RECORDS FOR PROCESSING:

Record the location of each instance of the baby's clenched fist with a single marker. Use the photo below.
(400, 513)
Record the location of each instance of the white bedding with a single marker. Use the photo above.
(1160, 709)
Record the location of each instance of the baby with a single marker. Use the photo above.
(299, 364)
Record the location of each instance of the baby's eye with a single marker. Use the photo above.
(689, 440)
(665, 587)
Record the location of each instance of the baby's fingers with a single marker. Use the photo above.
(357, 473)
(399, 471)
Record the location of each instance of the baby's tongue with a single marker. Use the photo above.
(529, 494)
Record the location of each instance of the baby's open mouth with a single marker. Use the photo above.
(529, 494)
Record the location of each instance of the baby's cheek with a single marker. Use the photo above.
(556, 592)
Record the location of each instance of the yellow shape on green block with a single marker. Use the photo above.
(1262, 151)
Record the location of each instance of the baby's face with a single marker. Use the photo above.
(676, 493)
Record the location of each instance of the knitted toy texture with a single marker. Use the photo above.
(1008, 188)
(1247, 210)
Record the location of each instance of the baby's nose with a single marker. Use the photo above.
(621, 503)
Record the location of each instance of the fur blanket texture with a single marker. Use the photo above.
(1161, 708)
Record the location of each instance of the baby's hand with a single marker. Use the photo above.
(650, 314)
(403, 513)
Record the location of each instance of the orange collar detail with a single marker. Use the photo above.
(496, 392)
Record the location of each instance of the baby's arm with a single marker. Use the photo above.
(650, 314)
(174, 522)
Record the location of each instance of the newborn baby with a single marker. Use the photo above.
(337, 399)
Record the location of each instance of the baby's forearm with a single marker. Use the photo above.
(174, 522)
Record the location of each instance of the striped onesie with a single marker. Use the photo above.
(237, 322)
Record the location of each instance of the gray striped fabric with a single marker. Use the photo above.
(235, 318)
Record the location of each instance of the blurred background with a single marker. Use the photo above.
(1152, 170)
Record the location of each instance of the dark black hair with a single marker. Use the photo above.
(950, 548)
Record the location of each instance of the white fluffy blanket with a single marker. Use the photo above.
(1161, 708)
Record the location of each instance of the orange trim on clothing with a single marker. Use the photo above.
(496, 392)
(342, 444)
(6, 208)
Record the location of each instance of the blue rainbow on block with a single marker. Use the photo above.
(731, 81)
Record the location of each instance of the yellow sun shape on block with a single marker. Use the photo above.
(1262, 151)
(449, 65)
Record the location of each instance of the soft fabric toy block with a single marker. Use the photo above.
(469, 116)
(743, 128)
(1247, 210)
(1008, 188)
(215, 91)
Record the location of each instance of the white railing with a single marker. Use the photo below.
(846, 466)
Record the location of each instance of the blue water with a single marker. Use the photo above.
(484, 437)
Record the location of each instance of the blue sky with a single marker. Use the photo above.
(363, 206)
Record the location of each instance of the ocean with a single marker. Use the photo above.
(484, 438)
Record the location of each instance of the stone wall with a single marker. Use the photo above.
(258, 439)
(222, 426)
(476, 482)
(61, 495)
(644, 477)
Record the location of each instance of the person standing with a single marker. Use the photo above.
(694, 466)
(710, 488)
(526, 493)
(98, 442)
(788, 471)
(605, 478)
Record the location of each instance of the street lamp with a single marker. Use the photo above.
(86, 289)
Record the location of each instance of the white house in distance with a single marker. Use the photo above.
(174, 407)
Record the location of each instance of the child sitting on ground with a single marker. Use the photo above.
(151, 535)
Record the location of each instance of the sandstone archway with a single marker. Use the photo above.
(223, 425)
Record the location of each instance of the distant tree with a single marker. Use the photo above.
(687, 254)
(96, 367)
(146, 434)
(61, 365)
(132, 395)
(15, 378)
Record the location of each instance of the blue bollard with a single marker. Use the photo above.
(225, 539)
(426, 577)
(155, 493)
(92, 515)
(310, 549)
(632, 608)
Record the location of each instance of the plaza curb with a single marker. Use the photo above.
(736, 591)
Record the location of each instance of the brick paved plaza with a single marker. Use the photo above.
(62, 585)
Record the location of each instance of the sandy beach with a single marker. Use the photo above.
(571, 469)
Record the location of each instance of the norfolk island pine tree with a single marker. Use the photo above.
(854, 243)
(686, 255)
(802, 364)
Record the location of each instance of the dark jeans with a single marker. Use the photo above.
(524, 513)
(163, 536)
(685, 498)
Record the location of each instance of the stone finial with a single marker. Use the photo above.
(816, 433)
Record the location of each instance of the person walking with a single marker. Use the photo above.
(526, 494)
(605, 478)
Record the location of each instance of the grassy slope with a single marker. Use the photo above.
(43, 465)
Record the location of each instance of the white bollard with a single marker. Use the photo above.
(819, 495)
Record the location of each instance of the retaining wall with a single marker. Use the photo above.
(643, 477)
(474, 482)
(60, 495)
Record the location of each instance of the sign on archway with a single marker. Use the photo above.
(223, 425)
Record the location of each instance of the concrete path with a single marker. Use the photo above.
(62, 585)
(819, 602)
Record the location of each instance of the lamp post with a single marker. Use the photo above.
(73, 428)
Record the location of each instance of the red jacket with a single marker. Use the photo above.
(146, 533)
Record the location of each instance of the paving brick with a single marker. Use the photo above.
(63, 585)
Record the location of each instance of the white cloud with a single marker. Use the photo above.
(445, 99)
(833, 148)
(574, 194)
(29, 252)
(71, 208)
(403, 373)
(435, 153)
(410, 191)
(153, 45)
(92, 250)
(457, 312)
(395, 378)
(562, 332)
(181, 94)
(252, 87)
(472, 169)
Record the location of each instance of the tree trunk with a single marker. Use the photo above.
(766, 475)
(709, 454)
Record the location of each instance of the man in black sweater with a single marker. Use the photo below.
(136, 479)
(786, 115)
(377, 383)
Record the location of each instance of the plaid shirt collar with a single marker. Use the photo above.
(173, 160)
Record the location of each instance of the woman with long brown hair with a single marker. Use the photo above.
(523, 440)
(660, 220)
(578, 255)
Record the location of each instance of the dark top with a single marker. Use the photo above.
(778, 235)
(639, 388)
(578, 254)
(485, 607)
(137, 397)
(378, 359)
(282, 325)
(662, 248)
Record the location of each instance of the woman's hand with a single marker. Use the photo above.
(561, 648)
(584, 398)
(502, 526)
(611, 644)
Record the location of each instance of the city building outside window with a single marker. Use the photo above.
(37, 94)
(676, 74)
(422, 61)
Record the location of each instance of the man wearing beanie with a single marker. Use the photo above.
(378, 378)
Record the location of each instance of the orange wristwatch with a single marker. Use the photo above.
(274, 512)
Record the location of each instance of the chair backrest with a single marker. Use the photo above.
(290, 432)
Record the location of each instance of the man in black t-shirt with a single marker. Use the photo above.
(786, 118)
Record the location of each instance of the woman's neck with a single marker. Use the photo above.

WHAT TO DO: Could you quote, exactly as they appear, the line containing "Record the location of each instance of the white cloud" and every line after it to the end of the records above?

REPLY:
Record the location of each instance of the white cloud with a single marker. Use the photo above.
(445, 99)
(833, 148)
(574, 194)
(29, 252)
(71, 208)
(403, 373)
(435, 153)
(410, 191)
(153, 45)
(92, 250)
(457, 312)
(395, 378)
(562, 332)
(181, 94)
(252, 87)
(472, 169)
Record the location of each instance of the tree trunk with a single marker. Use the photo above.
(766, 475)
(709, 454)
Record the location of each instance of the man in black sweater with a single marker. Use the photo below.
(136, 479)
(786, 115)
(377, 383)
Record the location of each instance of the plaid shirt collar with a single marker. Use the photo above.
(173, 160)
Record the location of each instance of the woman with long brown hair with a single marker. Use the photo above.
(523, 440)
(660, 220)
(578, 255)
Record the location of each instance of the dark top with a single marker. Use the photo above.
(778, 235)
(639, 388)
(578, 254)
(485, 607)
(137, 397)
(378, 359)
(282, 325)
(662, 248)
Record the location of each instance of the woman's hand with a single marker. Use the photo above.
(561, 648)
(584, 398)
(502, 526)
(611, 644)
Record the location of each instance of the city building outside window with a single marker. Use the photo above.
(37, 94)
(676, 74)
(422, 61)
Record the location of each instance of the man wearing beanie with a single marker. Use the photo above.
(378, 378)
Record the location of each instance of the orange wristwatch with a single marker. Use the photo above.
(274, 512)
Record the location of each instance of the chair backrest with a single marker. Use the photo above.
(290, 432)
Record the location of each instance of the man in black t-shirt with a single marker. Use the photo above.
(786, 118)
Record the location of each instance of the woman's neck with a single marker. Use the photo above.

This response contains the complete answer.